• STATED GOAL A:
Please pull out every line in the rows below that contains the string "crosswalk".

• READING PASSAGE:
'''
Create Submission Overview Dashboard using flexdashboard

tschaffter commented 3 years ago

Create a dashboard that includes statistics about the tools evaluated in the NLP Sandbox. Example of metrics include:

General stats:

Number of unique submitters
Number of tasks / benchmarks open
Latest version of the NLP Sandbox schemas
Number of datasets / data sites
Number of unique tools (e.g. using the Tool.name)
Programming languages used by the tools (would need to add Tool.language)
Other

Notes:

Same metrics as above but for specific tasks.
The dashboard is an HTML page that can be generated periodically on GitHub and stored on GitHub Pages and Synapse (if required to include the page in a Synapse Wiki page)
Another dashboard could be created for the Monument of NLP Heroes

References

GA4GH-DREAM Workflow Execution Challenge - Participation Overview

tschaffter commented 3 years ago

The dashboard will be developed in this repository.

tschaffter commented 3 years ago

@jiaxinmachine88 Could you please create a document to track what we want to go in this participation dashboard? Maybe a google docs with a section for each metrics. Each section should provide at least the following information:

Name of the metric (e.g. Tools)
Description of the metric (e.g. Number of unique tools)
How to compute the metric value (e.g. From submission X, count the number of submissions with a unique tool name)
'''
• STATED GOAL B:
Translate this sentence from the dashboard thread above into Spanish: "The dashboard will be developed in this repository."

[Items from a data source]
'''
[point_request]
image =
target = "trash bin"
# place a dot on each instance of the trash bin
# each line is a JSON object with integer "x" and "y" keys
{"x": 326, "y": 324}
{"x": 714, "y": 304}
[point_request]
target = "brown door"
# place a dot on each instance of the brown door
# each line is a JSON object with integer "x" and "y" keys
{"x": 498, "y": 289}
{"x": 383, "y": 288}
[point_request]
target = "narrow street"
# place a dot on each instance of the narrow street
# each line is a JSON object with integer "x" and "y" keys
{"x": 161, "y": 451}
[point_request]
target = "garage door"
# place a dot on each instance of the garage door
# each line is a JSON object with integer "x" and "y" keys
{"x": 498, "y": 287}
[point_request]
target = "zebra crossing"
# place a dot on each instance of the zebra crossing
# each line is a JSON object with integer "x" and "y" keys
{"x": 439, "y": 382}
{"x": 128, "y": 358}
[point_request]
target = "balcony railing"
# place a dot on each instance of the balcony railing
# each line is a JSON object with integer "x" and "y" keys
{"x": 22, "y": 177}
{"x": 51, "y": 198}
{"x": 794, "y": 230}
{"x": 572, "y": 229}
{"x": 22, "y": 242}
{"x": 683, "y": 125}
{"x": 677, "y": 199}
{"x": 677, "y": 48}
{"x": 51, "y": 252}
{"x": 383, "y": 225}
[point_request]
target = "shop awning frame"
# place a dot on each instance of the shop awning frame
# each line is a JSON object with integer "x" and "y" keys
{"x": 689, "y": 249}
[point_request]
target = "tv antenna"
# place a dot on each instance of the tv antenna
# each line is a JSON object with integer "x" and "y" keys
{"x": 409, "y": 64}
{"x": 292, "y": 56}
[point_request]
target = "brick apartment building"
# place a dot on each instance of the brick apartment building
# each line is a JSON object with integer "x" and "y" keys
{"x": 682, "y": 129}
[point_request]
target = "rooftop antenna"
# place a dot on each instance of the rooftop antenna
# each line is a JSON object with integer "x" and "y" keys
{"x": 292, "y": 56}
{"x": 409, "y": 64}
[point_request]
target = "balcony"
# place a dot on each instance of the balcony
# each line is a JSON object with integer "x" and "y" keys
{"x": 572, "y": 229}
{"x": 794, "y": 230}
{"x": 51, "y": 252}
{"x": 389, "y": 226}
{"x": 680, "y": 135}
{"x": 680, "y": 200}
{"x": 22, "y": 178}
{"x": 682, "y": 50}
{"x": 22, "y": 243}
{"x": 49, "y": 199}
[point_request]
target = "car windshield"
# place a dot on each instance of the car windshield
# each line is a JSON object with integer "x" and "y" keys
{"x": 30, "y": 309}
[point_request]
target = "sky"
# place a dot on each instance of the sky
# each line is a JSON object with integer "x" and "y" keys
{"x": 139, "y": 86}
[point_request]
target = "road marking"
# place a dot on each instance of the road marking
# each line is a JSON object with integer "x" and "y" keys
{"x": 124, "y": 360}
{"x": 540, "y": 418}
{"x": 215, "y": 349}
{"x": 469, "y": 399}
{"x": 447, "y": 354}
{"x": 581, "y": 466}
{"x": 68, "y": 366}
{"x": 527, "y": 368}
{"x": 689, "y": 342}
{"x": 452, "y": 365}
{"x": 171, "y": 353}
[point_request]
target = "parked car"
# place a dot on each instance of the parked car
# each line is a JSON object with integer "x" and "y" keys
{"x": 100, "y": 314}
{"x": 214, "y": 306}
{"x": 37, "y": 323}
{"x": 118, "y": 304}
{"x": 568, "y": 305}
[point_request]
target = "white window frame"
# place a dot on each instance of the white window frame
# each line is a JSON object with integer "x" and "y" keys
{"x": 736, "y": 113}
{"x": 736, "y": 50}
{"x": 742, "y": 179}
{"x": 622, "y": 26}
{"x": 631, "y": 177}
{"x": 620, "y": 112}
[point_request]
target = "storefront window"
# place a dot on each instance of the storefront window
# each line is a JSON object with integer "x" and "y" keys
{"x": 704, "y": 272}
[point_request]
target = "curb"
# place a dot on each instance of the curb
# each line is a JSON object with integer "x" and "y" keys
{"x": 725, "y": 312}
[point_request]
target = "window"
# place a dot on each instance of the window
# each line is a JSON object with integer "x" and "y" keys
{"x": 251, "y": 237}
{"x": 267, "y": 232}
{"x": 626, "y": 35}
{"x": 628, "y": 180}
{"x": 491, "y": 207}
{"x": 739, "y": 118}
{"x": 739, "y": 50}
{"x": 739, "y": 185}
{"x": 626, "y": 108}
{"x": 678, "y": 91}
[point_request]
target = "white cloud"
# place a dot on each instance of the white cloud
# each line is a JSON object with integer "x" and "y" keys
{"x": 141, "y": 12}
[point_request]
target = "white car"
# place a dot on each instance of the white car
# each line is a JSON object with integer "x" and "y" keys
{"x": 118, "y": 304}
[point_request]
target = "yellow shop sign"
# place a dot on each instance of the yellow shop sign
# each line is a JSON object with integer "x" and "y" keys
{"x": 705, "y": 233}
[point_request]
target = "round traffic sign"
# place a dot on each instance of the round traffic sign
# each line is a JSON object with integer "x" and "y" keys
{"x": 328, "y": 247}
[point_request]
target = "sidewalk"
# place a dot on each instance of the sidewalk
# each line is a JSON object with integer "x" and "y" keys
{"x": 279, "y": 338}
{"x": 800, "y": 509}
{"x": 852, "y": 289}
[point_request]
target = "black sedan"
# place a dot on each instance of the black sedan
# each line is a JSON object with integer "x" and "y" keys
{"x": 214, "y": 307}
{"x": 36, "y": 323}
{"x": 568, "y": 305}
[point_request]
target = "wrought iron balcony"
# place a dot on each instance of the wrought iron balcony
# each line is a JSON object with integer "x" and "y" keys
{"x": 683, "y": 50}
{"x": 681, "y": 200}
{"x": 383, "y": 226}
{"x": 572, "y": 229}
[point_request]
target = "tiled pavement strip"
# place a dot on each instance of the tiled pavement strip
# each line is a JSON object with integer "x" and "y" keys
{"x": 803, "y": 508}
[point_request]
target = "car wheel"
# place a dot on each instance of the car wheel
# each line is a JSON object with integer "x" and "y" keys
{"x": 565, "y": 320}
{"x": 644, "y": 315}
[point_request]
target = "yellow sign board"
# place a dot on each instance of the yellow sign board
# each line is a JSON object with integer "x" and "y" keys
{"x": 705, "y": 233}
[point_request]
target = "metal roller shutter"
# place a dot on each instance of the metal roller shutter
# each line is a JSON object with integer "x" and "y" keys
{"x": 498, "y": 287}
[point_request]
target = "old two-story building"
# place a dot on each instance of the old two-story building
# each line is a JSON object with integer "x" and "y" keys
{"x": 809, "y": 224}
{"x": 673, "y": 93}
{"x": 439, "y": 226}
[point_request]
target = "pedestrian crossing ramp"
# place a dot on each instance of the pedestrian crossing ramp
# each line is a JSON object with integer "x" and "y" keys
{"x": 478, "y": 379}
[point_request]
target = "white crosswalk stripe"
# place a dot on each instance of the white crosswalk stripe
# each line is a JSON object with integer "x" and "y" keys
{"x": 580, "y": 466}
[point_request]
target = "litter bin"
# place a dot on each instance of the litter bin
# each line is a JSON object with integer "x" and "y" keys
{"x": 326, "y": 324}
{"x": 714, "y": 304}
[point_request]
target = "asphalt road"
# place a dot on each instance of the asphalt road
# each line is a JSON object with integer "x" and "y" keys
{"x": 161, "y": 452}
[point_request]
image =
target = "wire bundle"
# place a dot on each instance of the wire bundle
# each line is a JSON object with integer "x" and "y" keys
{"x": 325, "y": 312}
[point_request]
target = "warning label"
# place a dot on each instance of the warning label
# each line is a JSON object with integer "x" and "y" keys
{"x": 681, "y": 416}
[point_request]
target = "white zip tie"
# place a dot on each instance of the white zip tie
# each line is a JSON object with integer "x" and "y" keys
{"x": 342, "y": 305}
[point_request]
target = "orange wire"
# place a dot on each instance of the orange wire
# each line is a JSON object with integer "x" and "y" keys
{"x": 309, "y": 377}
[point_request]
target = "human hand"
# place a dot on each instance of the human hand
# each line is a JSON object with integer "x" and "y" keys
'''
• FULL ANSWER A:
target = "white crosswalk stripe"
# place a dot on each instance of the white crosswalk stripe

• FULL ANSWER B:
El panel se desarrollará en este repositorio.